Task prompt :: Copy out every line of the records below, requests included, and offset each pixel coordinate in the answers by -87 while keeping all other numbers unchanged. Leave the pictures out of your answer.

** Begin Material shown **

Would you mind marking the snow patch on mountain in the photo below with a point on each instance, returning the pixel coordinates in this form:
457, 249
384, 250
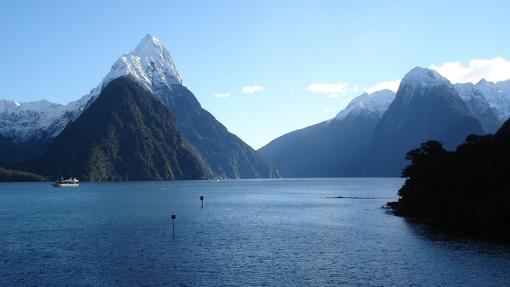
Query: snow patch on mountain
421, 77
149, 64
375, 104
498, 97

** End Material shown **

The response ::
Would you mind marking the snow patch on mountain in the photo below with a point on each instance, returning the pixel coordinates in this form:
457, 249
384, 250
Query: snow patch on mountain
334, -10
62, -23
288, 17
411, 10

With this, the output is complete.